TRECHO DO TEXTO =

Concluindo, é possível afirmar que entre os anos de 1950 e 1970, apesar de não existir aumento importante na quantidade e na proporção de óbitos invasores, aumentou a proporção de óbitos com assistência médica e Londrina continuou a ser um centro de atração.
A partir de 1970 há um crescimento acentuado em número e proporção de invasores, enquanto os óbitos de residentes permanecem estáveis. Os invasores continuam a morrer proporcionalmente mais nos hospitais, 96,9% em 1980, enquanto os residentes atingem 69,9% em 1982. A resposta "Londrina, em local não especificado" cai a praticamente zero para os invasores em l982 e a 7,4% para os residentes.
As Afecções Mal Definidas tem uma diminuição acentuada nos dois grupos e em particular com relação aos óbitos Sem Assistência Médica, que variam de 22,2% em 1970 para 2,4% em 1980 para os residentes, enquanto os invasores que tinham 0,6% em 70, terminam o período estudado sem apresentar nenhum caso nos dois últimos anos.
A confirmação diagnóstica variou de 32,4% em 1970 para 72,5% em 1980 entre os invasores e de 8,7% para 60,7% entre os residentes.
Pela análise dos dados desde o ano de 1936 é possível concluir que foi a partir de 1970 que houve o maior crescimento da proporção de óbitos invasores e a mais acentuada influência da assistência médica. Conforme períodos anteriores, os óbitos invasores detêm os índices mais altos de ocorrência hospitalar e confirmação diagnóstica e os menores de Afecções Mal Definidas e Sem Assistência Médica.
O nítido crescimento das proporções de invasão pode, nesse período, ser explicado por um rápido e importante desenvolvimento da assistência médica no município. Após a criação da Faculdade de Medicina em 1966, na década de 70 foram instaladas várias clínicas, hospitais e fixaram-se muitos médicos na cidade, que aumentaram a oferta de serviços em número e em complexidade, consolidando Londrina como pólo de atração regional. É necessário, contudo, que se faça um estudo da evolução da assistência médica em Londrina, para se estabelecer de forma direta essa relação.
Conclusões
Após a compra de 1/16 do território paranaense, a Companhia de Terras Norte do Paraná elaborou um projeto de colonização que atraiu para a região milhares de pessoas.

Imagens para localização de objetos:
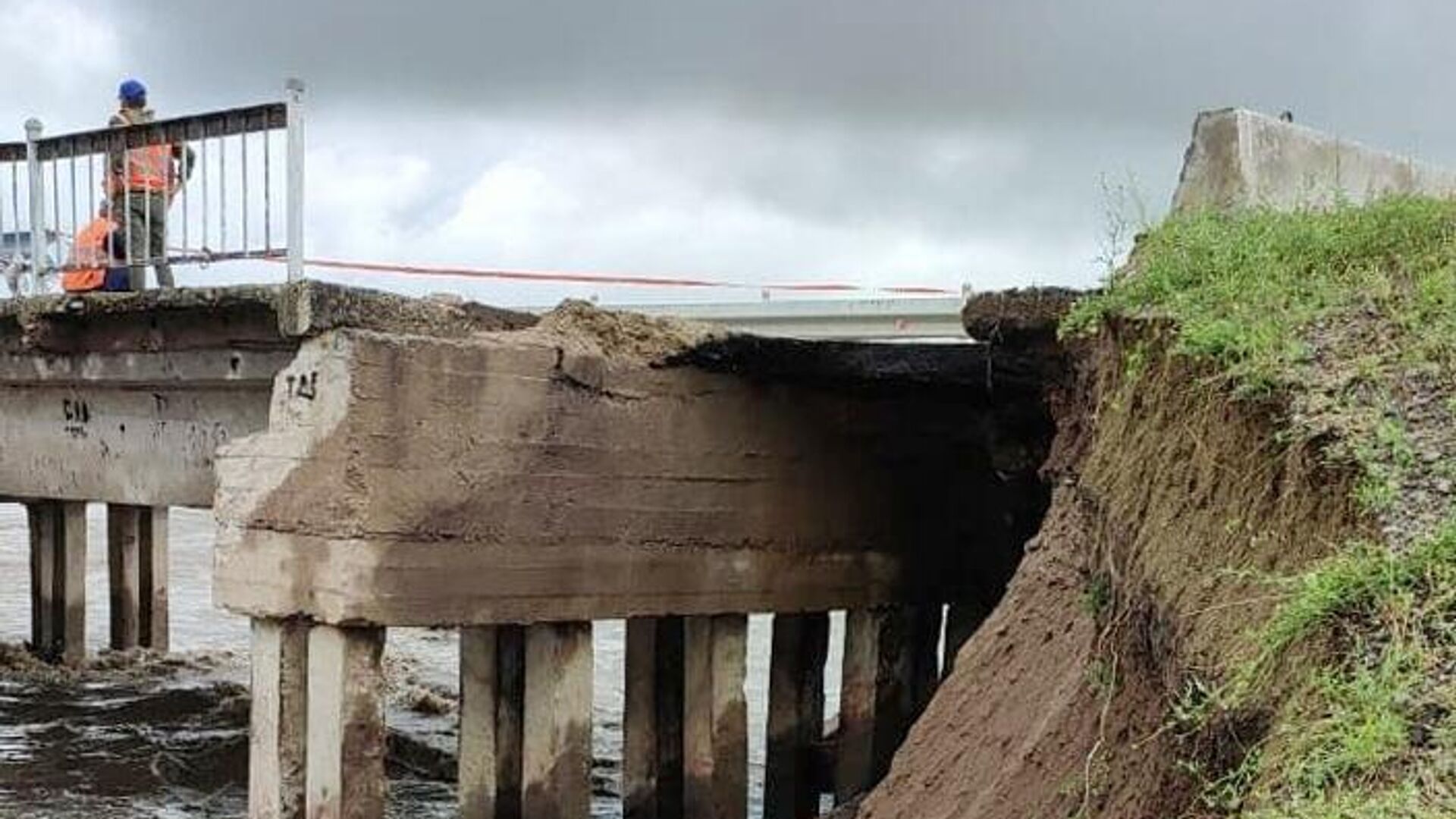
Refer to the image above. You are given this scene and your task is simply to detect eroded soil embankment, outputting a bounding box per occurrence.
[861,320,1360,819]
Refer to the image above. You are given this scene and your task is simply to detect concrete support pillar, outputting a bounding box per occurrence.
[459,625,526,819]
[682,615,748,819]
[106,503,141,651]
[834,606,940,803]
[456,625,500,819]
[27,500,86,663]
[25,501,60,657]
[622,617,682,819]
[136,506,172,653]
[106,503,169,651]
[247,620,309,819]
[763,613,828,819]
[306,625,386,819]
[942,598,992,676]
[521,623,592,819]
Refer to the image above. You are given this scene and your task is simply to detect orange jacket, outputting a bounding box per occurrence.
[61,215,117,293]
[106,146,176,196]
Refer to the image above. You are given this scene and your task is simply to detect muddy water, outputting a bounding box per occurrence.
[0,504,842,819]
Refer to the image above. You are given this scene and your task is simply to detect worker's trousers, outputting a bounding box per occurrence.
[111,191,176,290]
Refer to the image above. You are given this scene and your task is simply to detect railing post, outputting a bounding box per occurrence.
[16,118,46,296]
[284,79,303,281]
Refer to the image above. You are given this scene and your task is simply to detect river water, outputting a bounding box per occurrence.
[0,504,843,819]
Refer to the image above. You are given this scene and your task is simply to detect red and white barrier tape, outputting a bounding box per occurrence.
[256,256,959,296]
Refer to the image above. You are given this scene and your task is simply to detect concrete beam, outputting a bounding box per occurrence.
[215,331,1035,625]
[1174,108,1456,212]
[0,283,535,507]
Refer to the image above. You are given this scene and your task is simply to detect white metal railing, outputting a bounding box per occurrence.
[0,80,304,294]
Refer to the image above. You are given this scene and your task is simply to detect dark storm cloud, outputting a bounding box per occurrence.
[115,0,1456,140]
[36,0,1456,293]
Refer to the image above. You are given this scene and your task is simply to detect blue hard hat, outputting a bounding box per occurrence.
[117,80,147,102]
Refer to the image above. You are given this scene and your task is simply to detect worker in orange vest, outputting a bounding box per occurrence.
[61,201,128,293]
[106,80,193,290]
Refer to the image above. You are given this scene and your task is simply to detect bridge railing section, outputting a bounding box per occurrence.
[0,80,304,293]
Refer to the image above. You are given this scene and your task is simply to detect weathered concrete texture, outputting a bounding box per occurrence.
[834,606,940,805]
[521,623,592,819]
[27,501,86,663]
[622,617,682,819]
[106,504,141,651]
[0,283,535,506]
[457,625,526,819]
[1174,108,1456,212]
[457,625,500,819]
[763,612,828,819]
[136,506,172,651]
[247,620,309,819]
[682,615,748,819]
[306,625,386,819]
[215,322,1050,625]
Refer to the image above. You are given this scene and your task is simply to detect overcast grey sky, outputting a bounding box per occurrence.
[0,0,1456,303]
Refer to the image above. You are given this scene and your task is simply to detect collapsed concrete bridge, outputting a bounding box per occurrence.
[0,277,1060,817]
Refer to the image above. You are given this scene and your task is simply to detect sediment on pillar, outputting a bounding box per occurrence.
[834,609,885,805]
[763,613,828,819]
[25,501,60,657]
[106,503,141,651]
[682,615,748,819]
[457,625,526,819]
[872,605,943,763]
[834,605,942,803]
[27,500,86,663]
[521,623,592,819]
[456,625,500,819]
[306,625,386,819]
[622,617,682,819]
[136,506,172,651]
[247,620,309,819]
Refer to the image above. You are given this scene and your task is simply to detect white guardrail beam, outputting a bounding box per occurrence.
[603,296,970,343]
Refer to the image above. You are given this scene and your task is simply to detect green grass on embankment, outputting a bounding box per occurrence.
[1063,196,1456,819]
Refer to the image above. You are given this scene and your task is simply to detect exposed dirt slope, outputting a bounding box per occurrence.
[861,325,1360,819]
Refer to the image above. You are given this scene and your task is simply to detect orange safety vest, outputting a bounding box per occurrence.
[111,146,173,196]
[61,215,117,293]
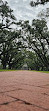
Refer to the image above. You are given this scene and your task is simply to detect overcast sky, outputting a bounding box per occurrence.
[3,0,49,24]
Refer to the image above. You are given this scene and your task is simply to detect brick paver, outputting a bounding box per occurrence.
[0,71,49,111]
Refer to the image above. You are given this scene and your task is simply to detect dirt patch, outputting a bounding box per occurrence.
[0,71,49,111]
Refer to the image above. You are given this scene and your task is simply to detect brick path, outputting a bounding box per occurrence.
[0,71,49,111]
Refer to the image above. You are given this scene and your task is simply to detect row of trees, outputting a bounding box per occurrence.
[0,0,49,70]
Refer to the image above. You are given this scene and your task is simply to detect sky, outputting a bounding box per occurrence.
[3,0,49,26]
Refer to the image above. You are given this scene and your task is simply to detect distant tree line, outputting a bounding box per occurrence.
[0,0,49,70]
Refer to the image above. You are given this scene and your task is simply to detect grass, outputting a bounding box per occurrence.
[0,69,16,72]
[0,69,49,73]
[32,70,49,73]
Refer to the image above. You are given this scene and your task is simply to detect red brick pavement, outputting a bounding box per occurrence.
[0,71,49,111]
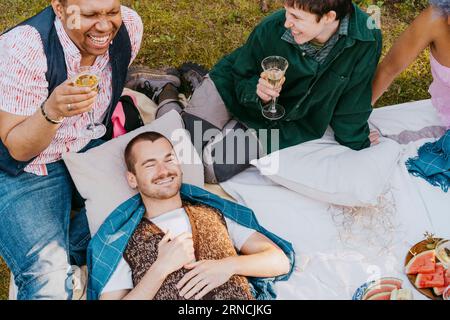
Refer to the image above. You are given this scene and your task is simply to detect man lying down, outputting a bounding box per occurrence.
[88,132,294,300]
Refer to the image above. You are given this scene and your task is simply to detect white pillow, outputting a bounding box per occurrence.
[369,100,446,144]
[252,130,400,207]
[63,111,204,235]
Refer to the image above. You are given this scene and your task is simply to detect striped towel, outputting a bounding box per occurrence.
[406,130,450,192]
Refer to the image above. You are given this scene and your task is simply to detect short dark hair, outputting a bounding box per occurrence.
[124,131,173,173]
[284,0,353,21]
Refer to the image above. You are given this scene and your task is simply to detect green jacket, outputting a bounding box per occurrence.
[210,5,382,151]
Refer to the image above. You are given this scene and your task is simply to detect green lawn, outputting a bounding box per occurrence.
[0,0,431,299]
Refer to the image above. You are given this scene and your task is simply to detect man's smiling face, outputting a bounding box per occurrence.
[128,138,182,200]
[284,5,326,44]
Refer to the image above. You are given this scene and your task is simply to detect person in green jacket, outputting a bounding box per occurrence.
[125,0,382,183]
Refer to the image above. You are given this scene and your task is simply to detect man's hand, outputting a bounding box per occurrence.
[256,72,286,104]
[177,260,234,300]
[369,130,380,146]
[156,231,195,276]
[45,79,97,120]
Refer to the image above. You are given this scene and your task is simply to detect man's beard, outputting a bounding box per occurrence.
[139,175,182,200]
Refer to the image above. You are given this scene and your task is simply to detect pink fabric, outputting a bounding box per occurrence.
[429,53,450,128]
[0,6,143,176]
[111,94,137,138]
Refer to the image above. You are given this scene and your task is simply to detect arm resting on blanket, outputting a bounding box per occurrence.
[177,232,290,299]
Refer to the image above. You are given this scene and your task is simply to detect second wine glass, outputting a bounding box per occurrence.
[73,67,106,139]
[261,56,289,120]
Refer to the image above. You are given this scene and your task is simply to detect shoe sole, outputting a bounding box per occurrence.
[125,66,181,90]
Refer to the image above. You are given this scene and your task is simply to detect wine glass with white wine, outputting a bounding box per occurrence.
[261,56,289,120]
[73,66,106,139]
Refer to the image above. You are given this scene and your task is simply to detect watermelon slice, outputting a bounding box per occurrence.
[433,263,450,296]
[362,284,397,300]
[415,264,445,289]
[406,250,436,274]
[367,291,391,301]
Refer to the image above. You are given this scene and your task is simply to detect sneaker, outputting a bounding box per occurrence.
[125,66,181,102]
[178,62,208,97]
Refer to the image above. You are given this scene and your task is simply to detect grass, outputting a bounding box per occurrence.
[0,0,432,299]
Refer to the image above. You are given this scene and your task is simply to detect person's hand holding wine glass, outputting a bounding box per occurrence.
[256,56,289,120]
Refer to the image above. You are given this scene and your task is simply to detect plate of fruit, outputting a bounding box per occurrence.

O QUE FAZER =
1/ Reproduza, por favor, o trecho do texto sobre os óbitos em Londrina que vai de "A confirmação diagnóstica" até "Sem Assistência Médica.".
2/ Prossiga o texto sobre os óbitos em Londrina a partir da última frase apresentada.

RESPOSTAS DOS EXERCÍCIOS =
1/
A confirmação diagnóstica variou de 32,4% em 1970 para 72,5% em 1980 entre os invasores e de 8,7% para 60,7% entre os residentes.
Pela análise dos dados desde o ano de 1936 é possível concluir que foi a partir de 1970 que houve o maior crescimento da proporção de óbitos invasores e a mais acentuada influência da assistência médica. Conforme períodos anteriores, os óbitos invasores detêm os índices mais altos de ocorrência hospitalar e confirmação diagnóstica e os menores de Afecções Mal Definidas e Sem Assistência Médica.

2/
Junto com os camponeses, nos núcleos urbanos instalou-se uma estrutura de serviços. A própria Companhia de Terras Norte do Paraná construiu em 1930 um hotel que mais tarde transformou-se no "Hospitalzinho de Indigentes".
Com os comerciantes vieram os médicos. Seguiam o rastro da frente pioneira, montavam suas clínicas, adaptavam casas de madeira para fazer internações.
Londrina, porta de entrada e retaguarda do processo de colonização, sede da Companhia de Terras, estruturou-se primeiro e tornou-se desde o início um centro de atração para assistência médica. E se à medida que a frente pioneira avançava os novos núcleos de colonização ganhavam seus médicos, a assistência médica em Londrina melhorava seus recursos. Na década de 40 foi fundada a Santa Casa, nos anos 50 a Casa de Saúde do Dr. Jonas, nos anos 60 o Hospital Evangélico e o Sanatório de Tuberculose e na década de 60 foi fundada a Faculdade de Medicina.
A estruturação da assistência médica seguiu o movimento da frente pioneira, atingindo progressivamente pontos mais avançados, ao mesmo tempo em que ocorreu uma concentração de equipamentos e recursos humanos no Município de Londrina, projetado para ser a porta de entrada e o centro de gravidade do projeto de colonização do Norte Novo do Paraná.
Essa característica especial da história de Londrina garantiu o investimento do capital necessário para incentivar a migração, a ocupação do solo e o início da produção. Não é por acaso que lá chegaram primeiro a ferrovia, as linhas telefônicas, que a própria Companhia de Terras se encarregou de instalar o primeiro hospital.
Os dados de local de ocorrência, mortalidade por causas, óbitos sem assistência médica e confirmação diagnóstica revelam diferença nítida entre invasores e residentes e são suficientes para afirmar que a população da região procurava o município para obter a assistência médica que não encontrava em seu local de moradia.